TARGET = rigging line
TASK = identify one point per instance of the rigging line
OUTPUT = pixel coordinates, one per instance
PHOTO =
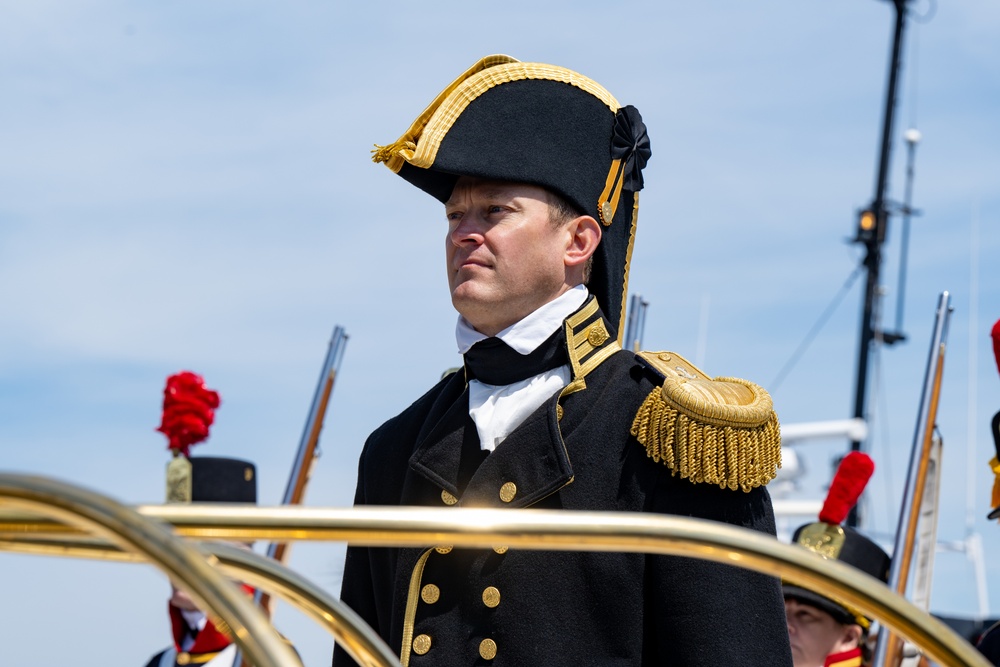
(815, 329)
(914, 59)
(882, 414)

▸ PROBLEM TO SOLVE: Swap "rigging line" for "mooring rope" wherever it occurs in the lines above, and leave everything else as it stands. Leave the picture out of your answer.

▸ SOLUTION TO THE EXERCISE:
TARGET = mooring rope
TASK = identify one point per instance of the mooring rope
OUTPUT = pixel coordinates, one per instance
PHOTO =
(815, 329)
(914, 59)
(882, 414)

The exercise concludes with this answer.